• [Exercise requirements] In the records below, please retype word for word every line from the one containing "Query: gray desk top" through the final one, both included, and nothing else.

=== Begin Enclosure ===

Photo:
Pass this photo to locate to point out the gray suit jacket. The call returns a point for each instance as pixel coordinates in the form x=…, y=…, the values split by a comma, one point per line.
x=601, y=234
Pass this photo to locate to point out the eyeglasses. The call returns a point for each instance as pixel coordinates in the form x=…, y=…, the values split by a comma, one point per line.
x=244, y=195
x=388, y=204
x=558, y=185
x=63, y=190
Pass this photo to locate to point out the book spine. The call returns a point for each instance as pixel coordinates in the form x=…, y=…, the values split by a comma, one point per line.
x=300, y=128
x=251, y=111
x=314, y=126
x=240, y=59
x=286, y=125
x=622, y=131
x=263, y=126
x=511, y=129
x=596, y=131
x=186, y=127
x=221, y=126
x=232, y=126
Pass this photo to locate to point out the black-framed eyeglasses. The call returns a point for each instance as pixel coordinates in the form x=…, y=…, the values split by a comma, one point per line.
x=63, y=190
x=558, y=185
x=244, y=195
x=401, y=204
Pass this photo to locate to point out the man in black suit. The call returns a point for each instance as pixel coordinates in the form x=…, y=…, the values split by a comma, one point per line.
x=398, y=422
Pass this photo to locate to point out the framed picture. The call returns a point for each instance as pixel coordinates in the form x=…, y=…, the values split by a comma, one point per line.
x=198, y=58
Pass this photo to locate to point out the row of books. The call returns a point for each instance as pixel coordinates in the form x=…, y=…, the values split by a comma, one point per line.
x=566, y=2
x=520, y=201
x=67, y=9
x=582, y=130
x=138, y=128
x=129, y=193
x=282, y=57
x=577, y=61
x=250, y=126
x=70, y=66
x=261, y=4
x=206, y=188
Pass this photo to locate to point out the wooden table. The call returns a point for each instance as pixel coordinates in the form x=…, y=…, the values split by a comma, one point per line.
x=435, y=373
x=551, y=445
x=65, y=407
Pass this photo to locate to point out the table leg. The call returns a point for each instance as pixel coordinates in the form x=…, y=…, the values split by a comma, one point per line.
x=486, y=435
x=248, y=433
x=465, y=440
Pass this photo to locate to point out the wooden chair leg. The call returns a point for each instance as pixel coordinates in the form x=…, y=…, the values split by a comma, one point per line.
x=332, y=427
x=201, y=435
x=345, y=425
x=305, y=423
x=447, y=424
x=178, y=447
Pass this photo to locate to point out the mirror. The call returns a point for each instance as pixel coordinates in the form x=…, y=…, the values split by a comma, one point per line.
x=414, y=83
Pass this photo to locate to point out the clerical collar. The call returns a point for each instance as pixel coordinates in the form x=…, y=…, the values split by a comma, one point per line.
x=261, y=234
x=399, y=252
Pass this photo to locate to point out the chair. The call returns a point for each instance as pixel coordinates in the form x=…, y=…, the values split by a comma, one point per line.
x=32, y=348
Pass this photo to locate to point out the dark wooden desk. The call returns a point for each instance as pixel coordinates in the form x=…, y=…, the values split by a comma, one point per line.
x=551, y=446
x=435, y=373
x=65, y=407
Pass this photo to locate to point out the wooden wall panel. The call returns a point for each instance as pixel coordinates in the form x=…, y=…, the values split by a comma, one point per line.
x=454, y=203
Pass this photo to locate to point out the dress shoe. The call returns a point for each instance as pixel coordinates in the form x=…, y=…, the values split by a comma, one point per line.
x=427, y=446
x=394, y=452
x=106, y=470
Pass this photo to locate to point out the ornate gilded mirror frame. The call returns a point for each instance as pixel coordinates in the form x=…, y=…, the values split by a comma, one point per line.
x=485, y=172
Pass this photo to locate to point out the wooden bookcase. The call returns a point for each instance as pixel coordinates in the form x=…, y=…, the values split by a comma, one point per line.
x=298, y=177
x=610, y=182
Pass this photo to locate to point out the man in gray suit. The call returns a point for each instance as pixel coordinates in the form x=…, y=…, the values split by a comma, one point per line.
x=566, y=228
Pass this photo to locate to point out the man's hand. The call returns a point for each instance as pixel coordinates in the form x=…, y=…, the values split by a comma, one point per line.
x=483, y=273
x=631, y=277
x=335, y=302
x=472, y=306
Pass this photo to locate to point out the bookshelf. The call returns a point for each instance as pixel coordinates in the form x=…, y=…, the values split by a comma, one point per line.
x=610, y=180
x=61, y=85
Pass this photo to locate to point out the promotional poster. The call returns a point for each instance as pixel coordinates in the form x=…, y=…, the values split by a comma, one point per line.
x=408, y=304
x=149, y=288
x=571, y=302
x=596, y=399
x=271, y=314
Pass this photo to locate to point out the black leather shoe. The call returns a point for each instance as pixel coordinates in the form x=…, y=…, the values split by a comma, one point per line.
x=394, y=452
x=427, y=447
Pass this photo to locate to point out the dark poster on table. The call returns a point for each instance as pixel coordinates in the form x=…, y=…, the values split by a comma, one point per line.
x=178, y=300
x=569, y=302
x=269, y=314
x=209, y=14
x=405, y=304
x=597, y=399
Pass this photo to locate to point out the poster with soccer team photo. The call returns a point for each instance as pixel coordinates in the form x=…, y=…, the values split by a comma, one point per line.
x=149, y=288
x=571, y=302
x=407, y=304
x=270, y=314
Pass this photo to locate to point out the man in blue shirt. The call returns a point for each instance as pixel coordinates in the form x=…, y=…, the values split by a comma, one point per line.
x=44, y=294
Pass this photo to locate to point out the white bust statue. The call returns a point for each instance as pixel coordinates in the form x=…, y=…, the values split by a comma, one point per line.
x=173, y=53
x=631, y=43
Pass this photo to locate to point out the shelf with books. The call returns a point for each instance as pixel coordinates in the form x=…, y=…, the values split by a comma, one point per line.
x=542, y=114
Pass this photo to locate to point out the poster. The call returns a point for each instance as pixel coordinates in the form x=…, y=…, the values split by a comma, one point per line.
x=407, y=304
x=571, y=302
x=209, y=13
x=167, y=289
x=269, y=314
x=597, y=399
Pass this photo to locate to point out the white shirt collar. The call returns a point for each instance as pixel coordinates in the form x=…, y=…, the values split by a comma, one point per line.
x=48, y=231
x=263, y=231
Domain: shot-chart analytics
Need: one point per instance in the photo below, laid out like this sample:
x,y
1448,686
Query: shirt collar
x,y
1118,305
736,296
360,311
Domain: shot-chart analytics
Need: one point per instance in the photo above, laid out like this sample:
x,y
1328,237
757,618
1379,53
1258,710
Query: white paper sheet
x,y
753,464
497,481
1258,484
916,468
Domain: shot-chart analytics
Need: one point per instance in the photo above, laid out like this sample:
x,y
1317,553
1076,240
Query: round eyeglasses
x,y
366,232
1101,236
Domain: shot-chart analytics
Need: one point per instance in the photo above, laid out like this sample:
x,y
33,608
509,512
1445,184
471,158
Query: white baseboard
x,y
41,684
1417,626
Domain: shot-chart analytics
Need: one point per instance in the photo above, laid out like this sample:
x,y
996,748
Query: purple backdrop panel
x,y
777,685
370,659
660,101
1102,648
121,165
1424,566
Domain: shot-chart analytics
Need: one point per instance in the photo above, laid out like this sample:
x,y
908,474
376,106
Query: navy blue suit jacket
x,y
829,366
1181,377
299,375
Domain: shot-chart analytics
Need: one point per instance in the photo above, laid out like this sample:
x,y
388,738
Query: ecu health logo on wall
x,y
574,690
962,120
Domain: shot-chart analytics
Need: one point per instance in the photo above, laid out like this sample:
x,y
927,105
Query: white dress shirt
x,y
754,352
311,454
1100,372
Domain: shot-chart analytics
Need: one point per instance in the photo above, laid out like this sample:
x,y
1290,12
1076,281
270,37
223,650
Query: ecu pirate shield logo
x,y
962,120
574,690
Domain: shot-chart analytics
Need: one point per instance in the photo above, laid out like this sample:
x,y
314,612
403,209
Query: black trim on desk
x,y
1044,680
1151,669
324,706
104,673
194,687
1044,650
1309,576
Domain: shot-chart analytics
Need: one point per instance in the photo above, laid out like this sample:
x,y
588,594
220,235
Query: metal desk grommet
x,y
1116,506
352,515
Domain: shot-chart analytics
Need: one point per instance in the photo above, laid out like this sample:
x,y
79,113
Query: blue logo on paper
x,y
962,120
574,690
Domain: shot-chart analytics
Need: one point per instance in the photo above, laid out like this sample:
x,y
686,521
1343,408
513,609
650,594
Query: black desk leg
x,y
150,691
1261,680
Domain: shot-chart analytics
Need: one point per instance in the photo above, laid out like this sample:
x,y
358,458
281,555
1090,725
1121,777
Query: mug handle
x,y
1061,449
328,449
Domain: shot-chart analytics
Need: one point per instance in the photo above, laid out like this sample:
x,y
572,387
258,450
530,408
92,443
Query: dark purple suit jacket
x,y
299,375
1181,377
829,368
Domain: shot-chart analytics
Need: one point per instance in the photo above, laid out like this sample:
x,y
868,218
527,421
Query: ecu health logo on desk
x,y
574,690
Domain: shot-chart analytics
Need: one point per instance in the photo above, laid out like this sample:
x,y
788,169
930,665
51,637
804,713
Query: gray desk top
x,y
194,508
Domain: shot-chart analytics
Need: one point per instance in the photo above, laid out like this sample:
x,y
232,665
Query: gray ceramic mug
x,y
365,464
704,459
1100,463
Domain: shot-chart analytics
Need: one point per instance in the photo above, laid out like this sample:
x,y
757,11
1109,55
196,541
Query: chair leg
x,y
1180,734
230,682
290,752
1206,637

=== End Enclosure ===

• [Reply]
Query: gray desk top
x,y
194,508
Domain: shot-chart analytics
Need: one point per instance in the photo above, laid out like this sample:
x,y
232,665
Query: gray ceramic mug
x,y
365,464
704,459
1100,463
Domain: shot-chart analytics
Need: one point per instance in the photo above, laid out like this sample:
x,y
757,11
1109,55
196,541
Query: chair leg
x,y
1180,734
230,682
290,752
1206,637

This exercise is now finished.